Source data
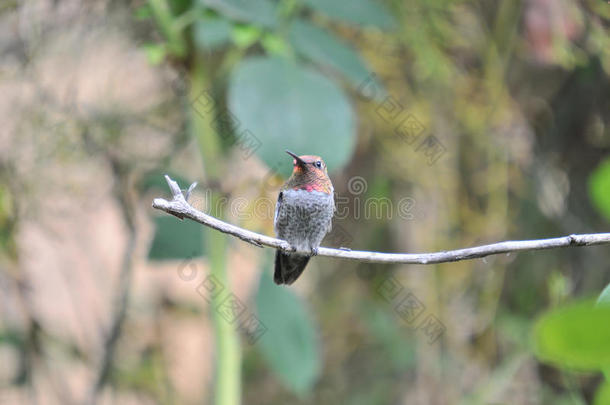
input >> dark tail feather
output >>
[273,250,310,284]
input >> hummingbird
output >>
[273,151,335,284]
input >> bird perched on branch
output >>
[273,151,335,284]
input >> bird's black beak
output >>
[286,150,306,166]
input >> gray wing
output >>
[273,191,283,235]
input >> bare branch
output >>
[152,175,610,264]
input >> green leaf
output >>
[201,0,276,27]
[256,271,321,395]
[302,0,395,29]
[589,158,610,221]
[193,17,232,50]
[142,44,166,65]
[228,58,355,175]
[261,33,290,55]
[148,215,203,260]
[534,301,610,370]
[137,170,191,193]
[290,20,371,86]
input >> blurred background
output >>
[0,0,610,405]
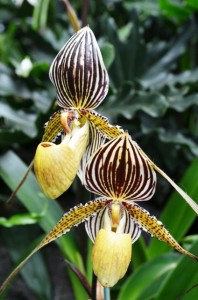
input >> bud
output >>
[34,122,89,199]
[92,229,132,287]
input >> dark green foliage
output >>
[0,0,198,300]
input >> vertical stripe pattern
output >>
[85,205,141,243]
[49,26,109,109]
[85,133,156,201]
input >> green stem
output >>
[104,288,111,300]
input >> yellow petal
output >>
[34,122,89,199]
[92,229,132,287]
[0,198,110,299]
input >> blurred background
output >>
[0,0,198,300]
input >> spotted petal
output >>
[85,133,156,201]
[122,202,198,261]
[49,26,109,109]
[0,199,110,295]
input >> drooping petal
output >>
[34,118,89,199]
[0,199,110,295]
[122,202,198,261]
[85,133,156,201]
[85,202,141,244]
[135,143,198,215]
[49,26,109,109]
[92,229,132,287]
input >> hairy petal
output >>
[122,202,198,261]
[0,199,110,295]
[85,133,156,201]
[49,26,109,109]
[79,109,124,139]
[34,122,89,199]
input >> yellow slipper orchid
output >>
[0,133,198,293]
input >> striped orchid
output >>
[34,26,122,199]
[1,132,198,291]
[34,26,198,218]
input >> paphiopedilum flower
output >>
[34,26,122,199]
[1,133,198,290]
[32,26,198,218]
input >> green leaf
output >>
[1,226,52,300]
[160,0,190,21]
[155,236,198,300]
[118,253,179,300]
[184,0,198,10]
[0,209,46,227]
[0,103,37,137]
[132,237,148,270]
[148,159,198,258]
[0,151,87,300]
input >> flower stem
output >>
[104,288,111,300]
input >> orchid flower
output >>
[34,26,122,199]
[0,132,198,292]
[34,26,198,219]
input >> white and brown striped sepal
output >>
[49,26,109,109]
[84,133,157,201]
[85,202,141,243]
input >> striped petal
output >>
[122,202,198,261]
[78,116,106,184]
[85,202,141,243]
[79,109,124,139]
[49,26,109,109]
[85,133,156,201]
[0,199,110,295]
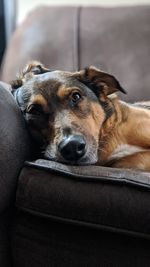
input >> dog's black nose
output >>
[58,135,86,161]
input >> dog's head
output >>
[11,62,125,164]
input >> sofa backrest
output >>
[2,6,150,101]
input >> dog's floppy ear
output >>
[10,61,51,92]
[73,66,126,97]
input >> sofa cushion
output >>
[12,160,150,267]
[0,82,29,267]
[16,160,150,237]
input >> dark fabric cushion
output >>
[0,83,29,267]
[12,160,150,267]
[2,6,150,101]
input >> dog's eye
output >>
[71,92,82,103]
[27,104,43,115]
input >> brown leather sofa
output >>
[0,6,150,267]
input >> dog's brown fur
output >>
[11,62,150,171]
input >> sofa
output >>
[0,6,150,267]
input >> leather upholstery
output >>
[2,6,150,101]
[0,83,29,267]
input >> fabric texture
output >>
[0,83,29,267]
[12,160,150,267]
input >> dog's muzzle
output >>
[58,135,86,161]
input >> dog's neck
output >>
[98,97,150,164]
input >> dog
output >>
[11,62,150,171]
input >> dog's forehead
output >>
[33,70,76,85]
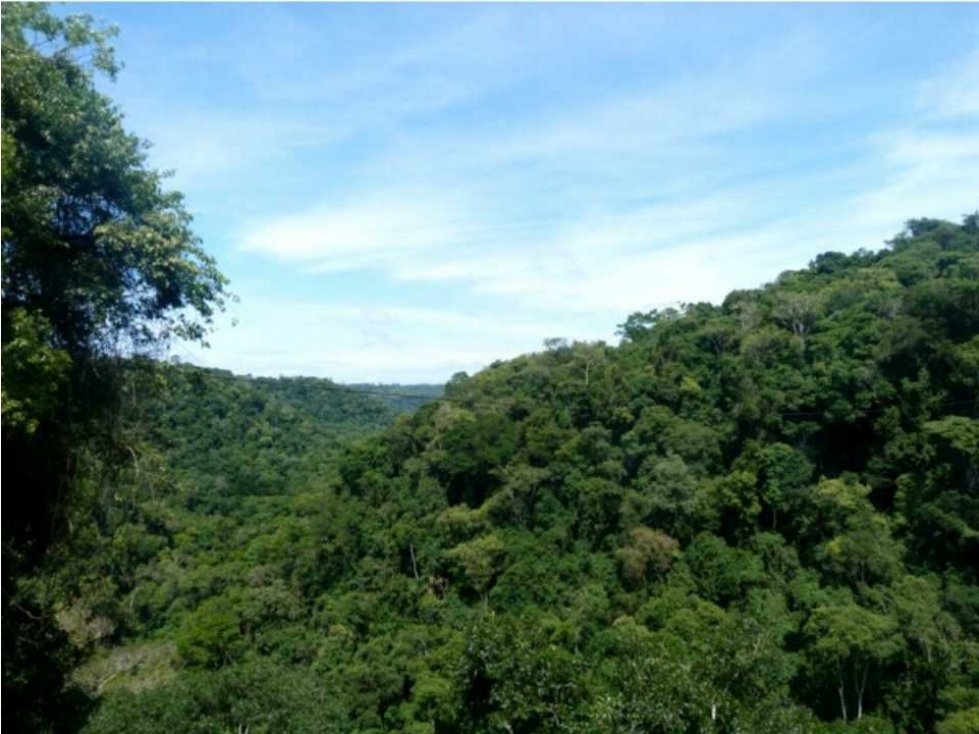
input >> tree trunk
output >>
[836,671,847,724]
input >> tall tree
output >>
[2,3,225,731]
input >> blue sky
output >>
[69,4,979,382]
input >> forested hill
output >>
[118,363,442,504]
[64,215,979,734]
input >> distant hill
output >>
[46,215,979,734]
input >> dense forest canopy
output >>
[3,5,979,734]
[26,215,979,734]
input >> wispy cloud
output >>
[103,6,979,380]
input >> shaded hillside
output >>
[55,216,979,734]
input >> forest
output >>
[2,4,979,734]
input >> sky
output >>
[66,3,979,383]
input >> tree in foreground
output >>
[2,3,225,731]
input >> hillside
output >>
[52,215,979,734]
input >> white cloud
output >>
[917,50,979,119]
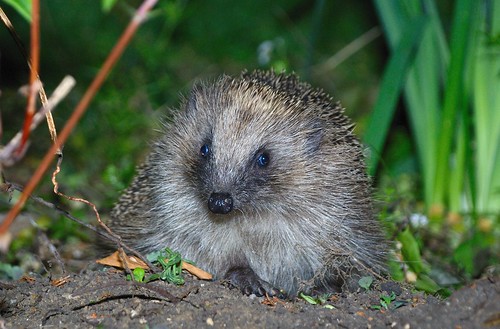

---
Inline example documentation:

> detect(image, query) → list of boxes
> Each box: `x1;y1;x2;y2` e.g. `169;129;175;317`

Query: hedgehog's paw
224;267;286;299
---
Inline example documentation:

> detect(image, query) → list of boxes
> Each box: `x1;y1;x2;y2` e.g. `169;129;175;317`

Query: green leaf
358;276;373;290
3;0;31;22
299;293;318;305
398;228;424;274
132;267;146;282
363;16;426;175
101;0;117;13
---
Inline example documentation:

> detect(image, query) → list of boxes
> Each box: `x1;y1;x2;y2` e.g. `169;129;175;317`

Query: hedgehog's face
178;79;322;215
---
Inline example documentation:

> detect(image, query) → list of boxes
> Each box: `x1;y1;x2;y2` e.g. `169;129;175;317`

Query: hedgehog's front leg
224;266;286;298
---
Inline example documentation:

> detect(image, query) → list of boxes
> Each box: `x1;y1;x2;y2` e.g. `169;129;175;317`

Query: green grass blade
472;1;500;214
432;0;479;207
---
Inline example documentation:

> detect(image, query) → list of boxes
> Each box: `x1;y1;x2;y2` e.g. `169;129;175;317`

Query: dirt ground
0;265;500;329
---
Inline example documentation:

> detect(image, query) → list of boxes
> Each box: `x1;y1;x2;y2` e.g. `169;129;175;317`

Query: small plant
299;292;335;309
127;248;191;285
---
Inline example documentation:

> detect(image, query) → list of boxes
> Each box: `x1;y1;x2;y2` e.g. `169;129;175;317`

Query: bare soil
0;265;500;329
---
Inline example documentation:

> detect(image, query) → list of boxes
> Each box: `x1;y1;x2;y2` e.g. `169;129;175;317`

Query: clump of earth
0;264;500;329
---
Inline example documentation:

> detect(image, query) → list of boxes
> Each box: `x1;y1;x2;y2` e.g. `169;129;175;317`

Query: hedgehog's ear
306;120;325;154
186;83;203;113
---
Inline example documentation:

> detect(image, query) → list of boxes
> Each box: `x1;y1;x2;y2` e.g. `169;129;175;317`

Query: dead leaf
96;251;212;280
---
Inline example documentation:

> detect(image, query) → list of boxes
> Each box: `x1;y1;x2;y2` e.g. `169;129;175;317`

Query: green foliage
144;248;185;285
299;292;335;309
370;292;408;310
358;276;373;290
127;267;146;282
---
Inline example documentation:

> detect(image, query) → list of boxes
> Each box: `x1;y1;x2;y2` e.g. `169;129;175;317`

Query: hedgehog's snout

--

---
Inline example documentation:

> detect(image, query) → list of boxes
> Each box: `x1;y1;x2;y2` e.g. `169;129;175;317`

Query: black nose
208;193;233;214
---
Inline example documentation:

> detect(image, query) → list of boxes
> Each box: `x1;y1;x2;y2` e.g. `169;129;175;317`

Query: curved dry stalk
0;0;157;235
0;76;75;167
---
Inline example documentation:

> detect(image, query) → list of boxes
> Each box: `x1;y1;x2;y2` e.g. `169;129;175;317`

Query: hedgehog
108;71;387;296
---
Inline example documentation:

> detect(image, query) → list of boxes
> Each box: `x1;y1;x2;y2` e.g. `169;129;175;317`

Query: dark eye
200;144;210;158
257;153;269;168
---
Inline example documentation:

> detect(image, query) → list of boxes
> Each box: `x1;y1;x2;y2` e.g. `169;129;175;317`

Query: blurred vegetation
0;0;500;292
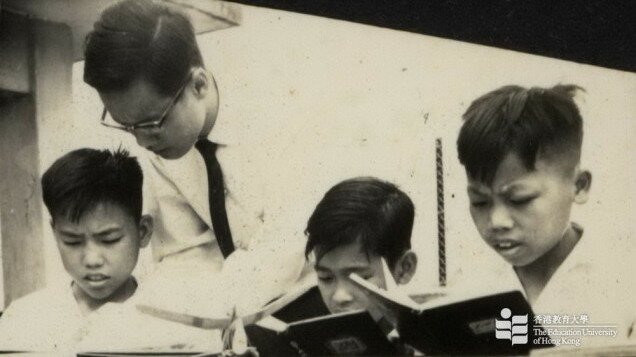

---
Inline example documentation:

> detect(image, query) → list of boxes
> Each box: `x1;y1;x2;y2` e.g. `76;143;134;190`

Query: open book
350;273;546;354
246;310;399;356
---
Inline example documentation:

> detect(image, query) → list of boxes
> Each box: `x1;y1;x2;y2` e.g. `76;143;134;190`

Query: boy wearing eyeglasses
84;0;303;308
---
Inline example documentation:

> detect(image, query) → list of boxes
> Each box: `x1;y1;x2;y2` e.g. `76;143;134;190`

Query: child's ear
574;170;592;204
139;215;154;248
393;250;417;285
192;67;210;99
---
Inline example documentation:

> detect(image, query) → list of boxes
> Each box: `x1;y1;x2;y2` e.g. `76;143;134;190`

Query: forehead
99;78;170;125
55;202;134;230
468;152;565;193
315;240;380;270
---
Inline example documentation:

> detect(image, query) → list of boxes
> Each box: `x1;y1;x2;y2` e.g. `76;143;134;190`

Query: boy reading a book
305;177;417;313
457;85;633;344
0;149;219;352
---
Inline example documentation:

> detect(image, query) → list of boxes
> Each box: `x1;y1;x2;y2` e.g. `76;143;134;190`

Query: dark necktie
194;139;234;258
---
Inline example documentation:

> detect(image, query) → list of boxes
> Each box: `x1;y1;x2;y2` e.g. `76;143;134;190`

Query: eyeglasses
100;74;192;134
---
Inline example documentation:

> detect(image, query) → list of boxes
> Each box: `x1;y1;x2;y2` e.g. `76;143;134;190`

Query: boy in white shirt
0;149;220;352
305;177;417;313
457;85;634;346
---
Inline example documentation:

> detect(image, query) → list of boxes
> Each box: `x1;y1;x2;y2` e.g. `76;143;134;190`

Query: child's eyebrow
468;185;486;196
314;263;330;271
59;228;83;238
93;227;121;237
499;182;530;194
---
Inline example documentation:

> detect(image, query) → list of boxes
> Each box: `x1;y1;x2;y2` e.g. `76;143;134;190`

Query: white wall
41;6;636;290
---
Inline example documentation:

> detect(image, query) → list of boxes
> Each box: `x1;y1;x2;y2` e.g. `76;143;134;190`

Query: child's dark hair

---

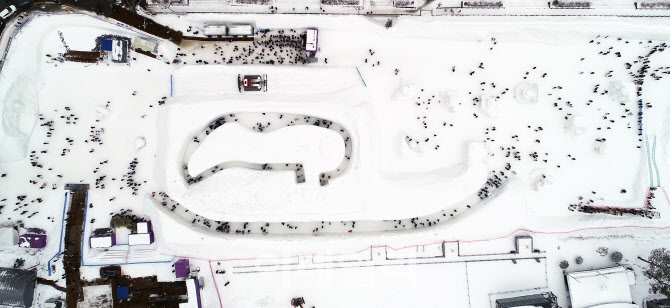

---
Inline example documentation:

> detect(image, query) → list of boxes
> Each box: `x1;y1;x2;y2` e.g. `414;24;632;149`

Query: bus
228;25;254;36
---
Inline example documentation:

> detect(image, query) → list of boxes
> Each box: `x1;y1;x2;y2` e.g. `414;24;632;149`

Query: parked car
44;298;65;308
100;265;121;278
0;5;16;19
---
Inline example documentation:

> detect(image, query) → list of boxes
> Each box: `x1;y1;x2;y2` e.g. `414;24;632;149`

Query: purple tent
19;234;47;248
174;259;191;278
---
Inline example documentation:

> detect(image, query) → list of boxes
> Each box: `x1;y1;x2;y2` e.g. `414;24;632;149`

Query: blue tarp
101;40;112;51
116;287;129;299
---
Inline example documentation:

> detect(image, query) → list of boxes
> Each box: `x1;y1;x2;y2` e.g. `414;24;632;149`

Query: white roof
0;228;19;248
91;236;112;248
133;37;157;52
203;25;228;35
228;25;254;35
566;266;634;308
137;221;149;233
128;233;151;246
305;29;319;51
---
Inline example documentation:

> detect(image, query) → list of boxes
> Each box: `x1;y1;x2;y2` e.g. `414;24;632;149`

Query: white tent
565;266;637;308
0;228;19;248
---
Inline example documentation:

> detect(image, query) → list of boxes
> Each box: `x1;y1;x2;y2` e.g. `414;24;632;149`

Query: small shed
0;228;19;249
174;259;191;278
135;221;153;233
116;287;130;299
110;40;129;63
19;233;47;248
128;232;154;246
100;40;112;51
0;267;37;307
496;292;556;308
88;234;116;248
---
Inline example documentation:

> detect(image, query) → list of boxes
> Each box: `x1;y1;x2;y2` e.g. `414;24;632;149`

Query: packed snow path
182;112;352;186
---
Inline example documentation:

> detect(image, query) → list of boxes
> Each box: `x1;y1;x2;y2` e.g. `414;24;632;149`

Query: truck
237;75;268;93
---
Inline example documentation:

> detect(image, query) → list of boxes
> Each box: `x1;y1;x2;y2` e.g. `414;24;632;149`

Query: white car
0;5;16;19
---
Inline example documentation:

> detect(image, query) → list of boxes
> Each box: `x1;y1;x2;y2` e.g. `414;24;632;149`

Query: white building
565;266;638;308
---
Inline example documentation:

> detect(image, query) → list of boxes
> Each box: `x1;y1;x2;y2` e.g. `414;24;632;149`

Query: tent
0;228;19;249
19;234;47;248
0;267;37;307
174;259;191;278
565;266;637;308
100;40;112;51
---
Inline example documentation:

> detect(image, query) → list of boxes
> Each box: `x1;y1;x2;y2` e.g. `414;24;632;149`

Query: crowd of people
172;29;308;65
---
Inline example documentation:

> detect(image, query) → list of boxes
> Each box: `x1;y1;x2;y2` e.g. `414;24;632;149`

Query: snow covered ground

Task brief:
Return every line of the listing above that contains the word "eyeglasses", matching case exactly.

Answer to the exercise:
Query: boy wearing eyeglasses
Query: eyeglasses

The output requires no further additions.